Brondocument.

•••••

Den Heer Albert Verwey.
| |
Amsterdam, 20 Februari 1890, 2e Parkstraat 123.
Weldelgeb. Heer,
Bij deze moet ik u tot mijn spijt mededeelen, dat ik het niet waag als criticus van Engelsche verzen op te treden, en dat ik ze u daarom, hoe ongaarne ook, bij deze terugzend.
Achtend,
Uw dw.
WILLEM KLOOS.
Den Heer W.E. Verwey te Rijswijk (Z.-H.).
| |
Amsterdam, 20 Februari 1890. 2e Parkstraat 123.
Weledelgeb. Heer,
Met genoegen zal ik de door u bedoelde bijdrage ontvangen, en u mijn oordeel over melden.
Achtend,
Uw dw.
WILLEM KLOOS.
Den Heer Cyriel Buysse te Nevele.
| |
| |
| |
Amsterdam, 20 Februari 1890. 2e Parkstraat 123.
Weledelgeb. Heer,
Bij deze heb ik de eer u mede te deelen, dat de redactie van De Nieuwe Gids de door u ingezondene bijdragen, getiteld: ‘De kuischheidsmoraal en het Nieuw-Malthusianisme’, en ‘Welke weldaden het N.-M. ons nog meer bewijst’, minder passend voor het kader van haar tijdschrift oordeelt.
Ik doe ze u daarom, per postpakket, weder toekomen.
Hoogachtend,
Uw dw.
WILLEM KLOOS.
Den Heer W.M.H. Anten, Nijmegen.
| |
Amsterdam, 20 Februari 1890. 2e Parkstraat 123.
Beste Free,
Clausen besabelt me van dag tot dag: hij geeft de schuld aan den binder, en zegt telkens: Meneer, ik zal ze dadelijk terug laten halen, genaaid of niet, en dan krijgt u ze vandaag nog. Maar de dag gaat voorbij en er komt niets.
Nu heb ik hem gezegd, dat voortaan minstens 4 dagen na het uitkomen de afdrukjes er moeten zijn. Hoop nu maar op morgen Ik ga er zoo meteen weer heen.
Tak komt Zaterdagmiddag met me praten, beeft hij laten weten. Ik geloof dat dat ook beter is, dan als we dadelijk vergaderen.
Ja, die stukken van Chap zijn gek: ik zal hem nu vier boeken van ‘Maurits’ geven, om te kijken wat hij daarvan maakt. We moeten het plan niet heelemaal opgeven.

•••••

(Opgeslagen gegevensitems)

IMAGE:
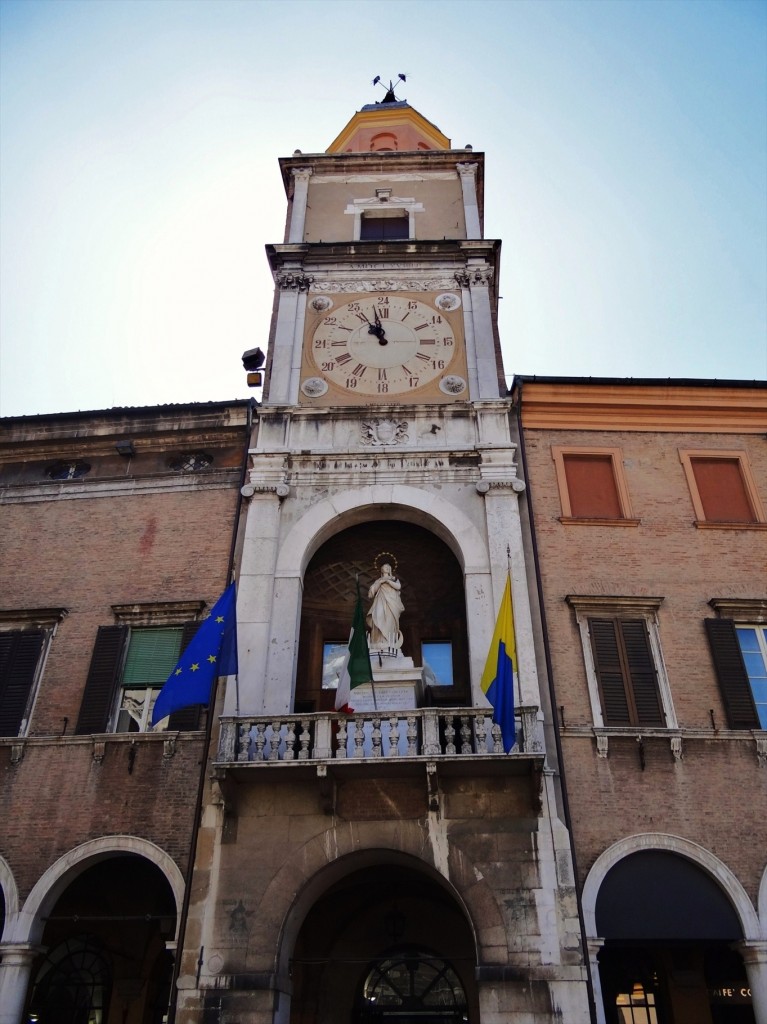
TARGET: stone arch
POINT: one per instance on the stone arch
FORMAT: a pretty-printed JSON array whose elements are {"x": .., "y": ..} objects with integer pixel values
[
  {"x": 10, "y": 894},
  {"x": 701, "y": 857},
  {"x": 387, "y": 501},
  {"x": 327, "y": 858},
  {"x": 29, "y": 921}
]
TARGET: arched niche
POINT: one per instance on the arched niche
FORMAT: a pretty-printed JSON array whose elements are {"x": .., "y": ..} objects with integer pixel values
[
  {"x": 378, "y": 911},
  {"x": 433, "y": 624},
  {"x": 104, "y": 940}
]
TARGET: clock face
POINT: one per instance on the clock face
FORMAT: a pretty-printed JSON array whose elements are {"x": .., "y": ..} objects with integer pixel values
[{"x": 382, "y": 345}]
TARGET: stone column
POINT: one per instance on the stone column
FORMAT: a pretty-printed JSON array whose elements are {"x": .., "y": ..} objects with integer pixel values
[
  {"x": 14, "y": 979},
  {"x": 755, "y": 958},
  {"x": 475, "y": 283},
  {"x": 255, "y": 588},
  {"x": 468, "y": 173},
  {"x": 301, "y": 177},
  {"x": 596, "y": 983}
]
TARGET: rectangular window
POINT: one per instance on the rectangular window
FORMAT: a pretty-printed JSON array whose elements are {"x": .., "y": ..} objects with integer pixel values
[
  {"x": 628, "y": 683},
  {"x": 753, "y": 641},
  {"x": 436, "y": 658},
  {"x": 722, "y": 487},
  {"x": 151, "y": 657},
  {"x": 128, "y": 668},
  {"x": 383, "y": 228},
  {"x": 592, "y": 484},
  {"x": 625, "y": 670},
  {"x": 20, "y": 654},
  {"x": 334, "y": 655},
  {"x": 739, "y": 653}
]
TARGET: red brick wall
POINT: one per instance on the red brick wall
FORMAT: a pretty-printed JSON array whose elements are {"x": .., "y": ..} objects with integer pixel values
[{"x": 716, "y": 795}]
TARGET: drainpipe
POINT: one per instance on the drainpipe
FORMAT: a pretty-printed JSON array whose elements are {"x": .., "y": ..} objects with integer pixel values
[
  {"x": 517, "y": 384},
  {"x": 204, "y": 764}
]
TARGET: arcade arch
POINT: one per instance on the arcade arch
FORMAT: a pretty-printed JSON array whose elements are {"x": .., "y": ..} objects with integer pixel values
[{"x": 665, "y": 919}]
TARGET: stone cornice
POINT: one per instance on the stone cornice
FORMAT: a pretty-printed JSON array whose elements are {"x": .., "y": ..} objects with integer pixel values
[
  {"x": 702, "y": 409},
  {"x": 449, "y": 253}
]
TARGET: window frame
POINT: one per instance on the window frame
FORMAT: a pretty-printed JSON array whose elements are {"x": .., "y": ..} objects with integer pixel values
[
  {"x": 645, "y": 608},
  {"x": 104, "y": 682},
  {"x": 688, "y": 456},
  {"x": 743, "y": 612},
  {"x": 559, "y": 454},
  {"x": 44, "y": 622}
]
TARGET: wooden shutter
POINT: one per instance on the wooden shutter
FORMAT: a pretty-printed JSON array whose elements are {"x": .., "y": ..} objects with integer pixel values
[
  {"x": 102, "y": 681},
  {"x": 626, "y": 672},
  {"x": 187, "y": 719},
  {"x": 641, "y": 672},
  {"x": 733, "y": 679},
  {"x": 609, "y": 672},
  {"x": 19, "y": 652}
]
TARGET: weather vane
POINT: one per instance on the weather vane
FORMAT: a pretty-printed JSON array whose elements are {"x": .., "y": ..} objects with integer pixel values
[{"x": 389, "y": 97}]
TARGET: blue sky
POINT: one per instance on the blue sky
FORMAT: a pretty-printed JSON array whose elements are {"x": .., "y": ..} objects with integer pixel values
[{"x": 626, "y": 146}]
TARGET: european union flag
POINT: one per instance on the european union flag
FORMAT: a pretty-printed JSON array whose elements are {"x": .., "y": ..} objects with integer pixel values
[
  {"x": 498, "y": 678},
  {"x": 211, "y": 652}
]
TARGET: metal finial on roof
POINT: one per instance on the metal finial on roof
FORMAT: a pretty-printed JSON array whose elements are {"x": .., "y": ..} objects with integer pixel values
[{"x": 389, "y": 97}]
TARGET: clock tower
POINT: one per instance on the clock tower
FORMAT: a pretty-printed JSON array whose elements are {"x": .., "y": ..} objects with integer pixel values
[{"x": 393, "y": 861}]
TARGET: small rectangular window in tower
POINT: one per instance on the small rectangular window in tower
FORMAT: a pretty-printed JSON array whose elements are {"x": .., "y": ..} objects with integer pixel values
[
  {"x": 722, "y": 487},
  {"x": 592, "y": 485},
  {"x": 384, "y": 226}
]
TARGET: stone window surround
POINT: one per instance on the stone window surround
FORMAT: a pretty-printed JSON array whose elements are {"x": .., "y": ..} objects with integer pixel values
[
  {"x": 384, "y": 201},
  {"x": 560, "y": 452},
  {"x": 686, "y": 457},
  {"x": 623, "y": 607}
]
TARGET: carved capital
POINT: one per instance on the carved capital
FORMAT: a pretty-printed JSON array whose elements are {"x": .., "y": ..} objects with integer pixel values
[
  {"x": 473, "y": 278},
  {"x": 250, "y": 489},
  {"x": 293, "y": 282},
  {"x": 467, "y": 170},
  {"x": 762, "y": 751}
]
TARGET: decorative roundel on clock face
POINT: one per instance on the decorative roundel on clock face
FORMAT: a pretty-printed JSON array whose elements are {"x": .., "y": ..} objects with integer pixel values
[{"x": 383, "y": 345}]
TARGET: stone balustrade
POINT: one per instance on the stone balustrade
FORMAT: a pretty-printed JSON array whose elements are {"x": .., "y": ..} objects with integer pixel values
[{"x": 427, "y": 732}]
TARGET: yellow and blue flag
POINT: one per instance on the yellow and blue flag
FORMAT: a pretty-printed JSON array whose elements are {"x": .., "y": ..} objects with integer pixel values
[
  {"x": 498, "y": 678},
  {"x": 211, "y": 652}
]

•••••

Gegeven opdracht.
Beantwoord alstublieft deze vragen over de brieven hierboven:
1. Als wat waagt Willem Kloos het niet op te treden?
2. Welke titels hebben de bijdragen die de redactie van De Nieuwe Gids minder passend oordeelt?
3. Hoeveel dagen na het uitkomen moeten de afdrukjes er volgens de brieven voortaan minstens zijn?

Resultaat opdracht.
1. Als criticus van Engelse verzen.
2. ‘De kuischheidsmoraal en het Nieuw-Malthusianisme’ en ‘Welke weldaden het N.-M. ons nog meer bewijst’.
3. Minstens 4 dagen.